- The task: Print the lines below verbatim, omitting the pictures from your output.

[Stored items]
################
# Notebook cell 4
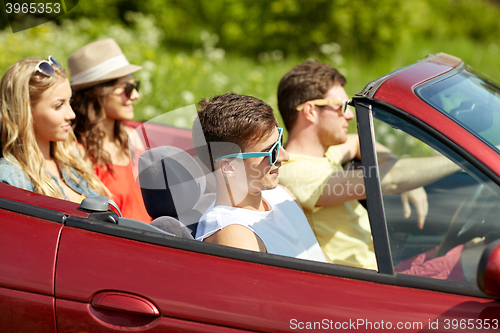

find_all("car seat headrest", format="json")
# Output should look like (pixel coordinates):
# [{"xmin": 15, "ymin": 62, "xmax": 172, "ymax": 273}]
[{"xmin": 138, "ymin": 146, "xmax": 206, "ymax": 219}]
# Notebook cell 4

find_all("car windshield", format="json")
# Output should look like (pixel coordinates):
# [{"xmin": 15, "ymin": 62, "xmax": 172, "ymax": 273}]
[{"xmin": 417, "ymin": 68, "xmax": 500, "ymax": 146}]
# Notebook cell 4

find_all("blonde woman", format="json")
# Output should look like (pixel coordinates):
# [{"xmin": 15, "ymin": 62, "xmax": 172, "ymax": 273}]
[
  {"xmin": 68, "ymin": 38, "xmax": 151, "ymax": 223},
  {"xmin": 0, "ymin": 56, "xmax": 109, "ymax": 202}
]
################
- Task solution:
# Notebook cell 4

find_all("car seat headrest", format="json")
# Output should look like (pixel coordinates):
# [{"xmin": 15, "ymin": 62, "xmax": 172, "ymax": 273}]
[{"xmin": 138, "ymin": 146, "xmax": 206, "ymax": 219}]
# Notebook cell 4

find_all("car windshield", format="json")
# Output should look like (pixel coordinates):
# [{"xmin": 15, "ymin": 62, "xmax": 172, "ymax": 273}]
[{"xmin": 417, "ymin": 68, "xmax": 500, "ymax": 146}]
# Notebook cell 4

find_all("blonde woman", format="json")
# Output should look like (pixel coordinates):
# [{"xmin": 15, "ymin": 62, "xmax": 172, "ymax": 273}]
[
  {"xmin": 68, "ymin": 38, "xmax": 151, "ymax": 223},
  {"xmin": 0, "ymin": 56, "xmax": 109, "ymax": 202}
]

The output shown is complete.